• **Requests**:
**A)** Shorten the paragraph of the forum reply that begins "It probably would also help" or turn it into a list, keeping its main facts.
**B)** Write out the forum reply from "Does that mean" up to and including "the sample data.", swapping "additional coding" for "extra programming".

• **Passage**:
**********

Given your narrative I feel this won't be the final solution for you.
"If the drugs were taken on the same day then I want one field that shows all the drugs taken at the same time"
Does that mean you need two columns? One for "same day" and one that accumulates over time as shown in your sample?
add a condition so that if it reaches the drug/color with an interval >30 then the concatenation stops
That would need some additional coding. Please provid the sample data.
Is the order of the concatenated string important or should it always be the same? So could you get "blue-red" once and another time "red-blue"? Is that what you want or would you rather always have the same sort order of the words in the string?
It probably would also help if you could explain what you need this concatenated string for. If this is about clustering for some analysis then may be some of the SAS Proc can do something like that for you (not my expertise but there are people in this forum who will know).

**********

• **Records provided**:
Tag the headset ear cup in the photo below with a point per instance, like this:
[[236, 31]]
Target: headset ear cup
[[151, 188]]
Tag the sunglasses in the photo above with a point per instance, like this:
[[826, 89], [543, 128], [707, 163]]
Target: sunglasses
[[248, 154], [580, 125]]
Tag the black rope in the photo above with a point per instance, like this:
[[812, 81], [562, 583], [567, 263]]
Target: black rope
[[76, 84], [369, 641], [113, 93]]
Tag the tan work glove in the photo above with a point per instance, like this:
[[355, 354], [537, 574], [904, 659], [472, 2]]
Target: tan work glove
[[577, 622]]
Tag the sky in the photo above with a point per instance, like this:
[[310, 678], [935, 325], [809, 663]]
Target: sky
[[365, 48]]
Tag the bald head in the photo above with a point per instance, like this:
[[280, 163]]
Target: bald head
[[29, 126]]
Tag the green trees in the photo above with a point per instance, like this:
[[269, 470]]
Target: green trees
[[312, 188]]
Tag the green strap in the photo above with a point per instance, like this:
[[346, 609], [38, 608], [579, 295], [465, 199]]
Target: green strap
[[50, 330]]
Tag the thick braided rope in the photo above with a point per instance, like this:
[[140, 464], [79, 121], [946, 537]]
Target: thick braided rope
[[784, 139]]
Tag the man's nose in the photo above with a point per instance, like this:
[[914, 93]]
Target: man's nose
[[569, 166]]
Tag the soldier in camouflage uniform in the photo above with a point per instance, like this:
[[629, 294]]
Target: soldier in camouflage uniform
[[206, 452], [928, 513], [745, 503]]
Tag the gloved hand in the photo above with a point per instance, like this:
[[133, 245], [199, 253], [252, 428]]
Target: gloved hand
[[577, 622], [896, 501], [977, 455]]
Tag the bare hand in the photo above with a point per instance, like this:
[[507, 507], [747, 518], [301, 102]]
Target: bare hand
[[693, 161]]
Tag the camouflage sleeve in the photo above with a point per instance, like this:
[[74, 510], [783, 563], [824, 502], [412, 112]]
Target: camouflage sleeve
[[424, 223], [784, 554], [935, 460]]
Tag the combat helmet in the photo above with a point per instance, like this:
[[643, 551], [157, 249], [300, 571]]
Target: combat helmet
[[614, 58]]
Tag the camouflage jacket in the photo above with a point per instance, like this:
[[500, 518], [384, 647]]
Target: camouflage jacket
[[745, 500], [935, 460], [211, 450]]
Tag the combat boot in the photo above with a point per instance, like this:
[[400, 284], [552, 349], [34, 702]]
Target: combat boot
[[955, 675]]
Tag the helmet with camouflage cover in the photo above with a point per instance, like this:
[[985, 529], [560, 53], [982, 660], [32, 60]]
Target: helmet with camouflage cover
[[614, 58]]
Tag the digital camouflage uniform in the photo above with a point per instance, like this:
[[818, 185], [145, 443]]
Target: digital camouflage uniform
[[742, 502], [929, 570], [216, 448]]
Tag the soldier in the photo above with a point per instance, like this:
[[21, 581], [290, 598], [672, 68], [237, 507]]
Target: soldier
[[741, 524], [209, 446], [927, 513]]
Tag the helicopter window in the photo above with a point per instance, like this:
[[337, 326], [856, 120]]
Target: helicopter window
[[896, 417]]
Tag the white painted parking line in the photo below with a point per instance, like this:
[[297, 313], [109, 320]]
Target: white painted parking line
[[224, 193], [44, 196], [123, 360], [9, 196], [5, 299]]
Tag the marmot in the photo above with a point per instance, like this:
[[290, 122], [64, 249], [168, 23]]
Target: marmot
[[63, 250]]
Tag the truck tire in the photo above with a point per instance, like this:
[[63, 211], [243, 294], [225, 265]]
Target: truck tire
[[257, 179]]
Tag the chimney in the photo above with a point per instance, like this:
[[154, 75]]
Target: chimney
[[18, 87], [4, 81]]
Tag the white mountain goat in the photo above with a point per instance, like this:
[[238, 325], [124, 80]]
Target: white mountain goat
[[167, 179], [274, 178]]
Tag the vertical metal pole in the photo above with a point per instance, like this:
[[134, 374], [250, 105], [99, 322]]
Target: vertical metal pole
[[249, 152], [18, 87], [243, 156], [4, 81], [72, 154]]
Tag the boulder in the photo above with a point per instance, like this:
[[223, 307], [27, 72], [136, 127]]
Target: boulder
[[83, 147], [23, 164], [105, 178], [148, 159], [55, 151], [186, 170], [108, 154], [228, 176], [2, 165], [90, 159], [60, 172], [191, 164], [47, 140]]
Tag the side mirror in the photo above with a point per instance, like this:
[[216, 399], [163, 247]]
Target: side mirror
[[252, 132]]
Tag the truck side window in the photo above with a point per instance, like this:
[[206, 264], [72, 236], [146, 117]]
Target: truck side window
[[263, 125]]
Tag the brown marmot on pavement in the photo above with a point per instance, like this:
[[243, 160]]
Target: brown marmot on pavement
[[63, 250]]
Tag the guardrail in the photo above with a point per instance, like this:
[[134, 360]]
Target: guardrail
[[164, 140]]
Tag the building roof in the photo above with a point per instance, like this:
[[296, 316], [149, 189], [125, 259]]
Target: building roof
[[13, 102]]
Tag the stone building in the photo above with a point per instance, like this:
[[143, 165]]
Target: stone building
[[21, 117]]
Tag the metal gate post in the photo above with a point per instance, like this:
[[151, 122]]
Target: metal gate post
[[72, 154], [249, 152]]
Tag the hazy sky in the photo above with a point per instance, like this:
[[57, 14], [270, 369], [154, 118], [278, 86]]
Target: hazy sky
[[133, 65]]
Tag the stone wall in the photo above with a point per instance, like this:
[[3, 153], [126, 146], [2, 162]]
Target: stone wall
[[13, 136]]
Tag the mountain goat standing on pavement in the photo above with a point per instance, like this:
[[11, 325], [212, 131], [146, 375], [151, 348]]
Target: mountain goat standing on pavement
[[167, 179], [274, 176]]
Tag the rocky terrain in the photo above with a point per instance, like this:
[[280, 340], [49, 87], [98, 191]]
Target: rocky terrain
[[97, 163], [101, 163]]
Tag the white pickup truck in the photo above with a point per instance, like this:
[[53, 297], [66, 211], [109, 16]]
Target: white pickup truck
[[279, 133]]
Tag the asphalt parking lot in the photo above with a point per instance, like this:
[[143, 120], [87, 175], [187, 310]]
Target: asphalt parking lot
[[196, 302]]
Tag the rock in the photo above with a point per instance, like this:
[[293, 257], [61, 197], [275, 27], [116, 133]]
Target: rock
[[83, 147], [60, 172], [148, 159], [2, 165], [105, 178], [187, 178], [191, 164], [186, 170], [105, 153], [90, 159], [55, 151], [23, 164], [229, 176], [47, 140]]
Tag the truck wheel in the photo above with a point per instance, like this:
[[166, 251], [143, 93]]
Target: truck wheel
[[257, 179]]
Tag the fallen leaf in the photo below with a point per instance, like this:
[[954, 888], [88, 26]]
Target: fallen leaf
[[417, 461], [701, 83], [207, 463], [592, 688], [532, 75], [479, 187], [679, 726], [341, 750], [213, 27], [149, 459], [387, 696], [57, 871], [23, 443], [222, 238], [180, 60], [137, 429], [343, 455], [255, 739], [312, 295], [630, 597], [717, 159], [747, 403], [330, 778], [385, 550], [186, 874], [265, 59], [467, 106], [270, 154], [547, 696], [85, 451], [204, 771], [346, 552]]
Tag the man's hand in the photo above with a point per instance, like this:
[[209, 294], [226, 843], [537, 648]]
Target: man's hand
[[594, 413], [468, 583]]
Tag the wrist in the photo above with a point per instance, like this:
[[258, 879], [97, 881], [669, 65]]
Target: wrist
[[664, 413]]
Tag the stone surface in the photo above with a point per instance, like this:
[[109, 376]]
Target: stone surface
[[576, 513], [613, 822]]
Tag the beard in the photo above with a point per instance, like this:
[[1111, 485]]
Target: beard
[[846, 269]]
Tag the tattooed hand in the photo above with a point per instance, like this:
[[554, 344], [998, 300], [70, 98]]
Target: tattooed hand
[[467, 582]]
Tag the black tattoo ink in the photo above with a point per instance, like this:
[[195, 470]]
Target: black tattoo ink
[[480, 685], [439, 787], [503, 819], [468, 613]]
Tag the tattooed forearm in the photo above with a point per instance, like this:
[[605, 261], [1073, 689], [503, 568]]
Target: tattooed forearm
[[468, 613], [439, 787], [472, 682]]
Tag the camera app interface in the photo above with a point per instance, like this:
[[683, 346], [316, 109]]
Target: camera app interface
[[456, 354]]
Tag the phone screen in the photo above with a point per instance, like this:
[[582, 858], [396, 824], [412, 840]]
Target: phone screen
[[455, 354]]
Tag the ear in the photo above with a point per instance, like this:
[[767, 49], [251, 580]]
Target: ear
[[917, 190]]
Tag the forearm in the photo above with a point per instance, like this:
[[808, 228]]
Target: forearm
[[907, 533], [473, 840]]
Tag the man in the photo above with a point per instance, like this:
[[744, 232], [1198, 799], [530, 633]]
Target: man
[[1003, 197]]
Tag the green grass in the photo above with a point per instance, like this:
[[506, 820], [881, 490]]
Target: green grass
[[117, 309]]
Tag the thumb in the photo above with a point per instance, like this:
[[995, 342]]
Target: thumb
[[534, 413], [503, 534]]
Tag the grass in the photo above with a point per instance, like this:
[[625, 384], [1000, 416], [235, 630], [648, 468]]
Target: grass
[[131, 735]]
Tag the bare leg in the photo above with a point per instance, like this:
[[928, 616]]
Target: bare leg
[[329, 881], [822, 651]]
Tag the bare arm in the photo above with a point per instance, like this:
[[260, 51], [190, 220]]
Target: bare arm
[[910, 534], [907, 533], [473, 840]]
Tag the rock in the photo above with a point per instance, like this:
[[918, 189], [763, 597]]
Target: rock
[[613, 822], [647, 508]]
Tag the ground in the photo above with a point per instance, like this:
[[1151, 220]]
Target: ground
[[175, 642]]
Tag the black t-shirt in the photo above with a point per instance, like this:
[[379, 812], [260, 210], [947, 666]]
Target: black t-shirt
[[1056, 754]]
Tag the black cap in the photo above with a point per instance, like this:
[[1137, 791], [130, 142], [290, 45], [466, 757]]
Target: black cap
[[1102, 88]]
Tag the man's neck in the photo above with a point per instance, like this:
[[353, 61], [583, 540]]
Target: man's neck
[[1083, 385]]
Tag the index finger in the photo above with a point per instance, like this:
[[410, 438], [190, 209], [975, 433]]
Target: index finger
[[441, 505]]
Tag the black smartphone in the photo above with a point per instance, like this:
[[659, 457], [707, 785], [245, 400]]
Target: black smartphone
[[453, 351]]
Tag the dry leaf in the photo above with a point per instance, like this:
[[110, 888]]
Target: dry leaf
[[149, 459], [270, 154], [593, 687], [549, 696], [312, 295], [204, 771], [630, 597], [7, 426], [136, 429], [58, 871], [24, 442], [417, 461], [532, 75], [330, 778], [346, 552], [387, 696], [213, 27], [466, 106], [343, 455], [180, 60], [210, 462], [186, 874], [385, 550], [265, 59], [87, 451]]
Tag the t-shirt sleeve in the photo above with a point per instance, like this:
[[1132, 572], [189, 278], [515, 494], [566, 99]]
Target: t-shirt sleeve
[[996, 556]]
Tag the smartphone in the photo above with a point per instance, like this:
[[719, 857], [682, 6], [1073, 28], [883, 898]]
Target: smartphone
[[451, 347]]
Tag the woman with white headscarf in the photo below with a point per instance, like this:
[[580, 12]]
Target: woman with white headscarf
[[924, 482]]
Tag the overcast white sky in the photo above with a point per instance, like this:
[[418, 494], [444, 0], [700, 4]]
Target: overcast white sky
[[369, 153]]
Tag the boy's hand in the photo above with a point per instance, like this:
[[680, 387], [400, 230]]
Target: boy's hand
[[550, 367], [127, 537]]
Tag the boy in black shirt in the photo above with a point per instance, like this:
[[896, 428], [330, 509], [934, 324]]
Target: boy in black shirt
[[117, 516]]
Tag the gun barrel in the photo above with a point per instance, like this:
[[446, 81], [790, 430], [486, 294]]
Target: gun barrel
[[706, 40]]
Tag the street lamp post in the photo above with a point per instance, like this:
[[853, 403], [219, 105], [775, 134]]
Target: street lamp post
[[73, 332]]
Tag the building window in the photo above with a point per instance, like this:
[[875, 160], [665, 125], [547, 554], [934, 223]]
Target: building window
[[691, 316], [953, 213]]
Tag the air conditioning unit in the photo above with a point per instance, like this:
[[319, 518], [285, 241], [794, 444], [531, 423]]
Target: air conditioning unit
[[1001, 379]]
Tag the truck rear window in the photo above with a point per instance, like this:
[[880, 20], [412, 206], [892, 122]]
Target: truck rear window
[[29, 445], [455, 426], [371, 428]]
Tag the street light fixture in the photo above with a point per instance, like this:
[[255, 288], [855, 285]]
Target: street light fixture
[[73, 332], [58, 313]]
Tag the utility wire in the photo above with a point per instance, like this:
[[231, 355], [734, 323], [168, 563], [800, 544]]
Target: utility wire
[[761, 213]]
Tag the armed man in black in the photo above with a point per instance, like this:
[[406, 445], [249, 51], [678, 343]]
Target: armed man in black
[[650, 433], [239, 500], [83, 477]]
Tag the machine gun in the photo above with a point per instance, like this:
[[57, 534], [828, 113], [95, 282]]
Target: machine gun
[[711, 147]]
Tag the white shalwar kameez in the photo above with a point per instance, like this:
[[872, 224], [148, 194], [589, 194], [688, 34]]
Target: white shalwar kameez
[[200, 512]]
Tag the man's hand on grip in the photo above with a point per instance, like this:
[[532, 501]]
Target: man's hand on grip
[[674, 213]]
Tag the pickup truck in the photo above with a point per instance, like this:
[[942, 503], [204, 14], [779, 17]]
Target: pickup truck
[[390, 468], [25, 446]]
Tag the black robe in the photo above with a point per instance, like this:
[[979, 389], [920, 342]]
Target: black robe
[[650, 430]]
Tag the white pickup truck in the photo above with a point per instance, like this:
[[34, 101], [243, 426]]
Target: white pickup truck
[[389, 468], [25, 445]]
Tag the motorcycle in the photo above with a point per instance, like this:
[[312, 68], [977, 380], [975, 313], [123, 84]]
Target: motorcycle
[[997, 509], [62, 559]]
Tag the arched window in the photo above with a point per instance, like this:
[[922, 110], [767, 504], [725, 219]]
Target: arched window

**********

• **Task solutions**:
**A)**
- Explaining what the concatenated string is needed for would probably help.
- If it is for clustering in an analysis, some SAS Proc may be able to do it.
- The writer is not an expert on this, but others in the forum will know.

**B)**
Does that mean you need two columns? One for "same day" and one that accumulates over time as shown in your sample?
add a condition so that if it reaches the drug/color with an interval >30 then the concatenation stops
That would need some extra programming. Please provid the sample data.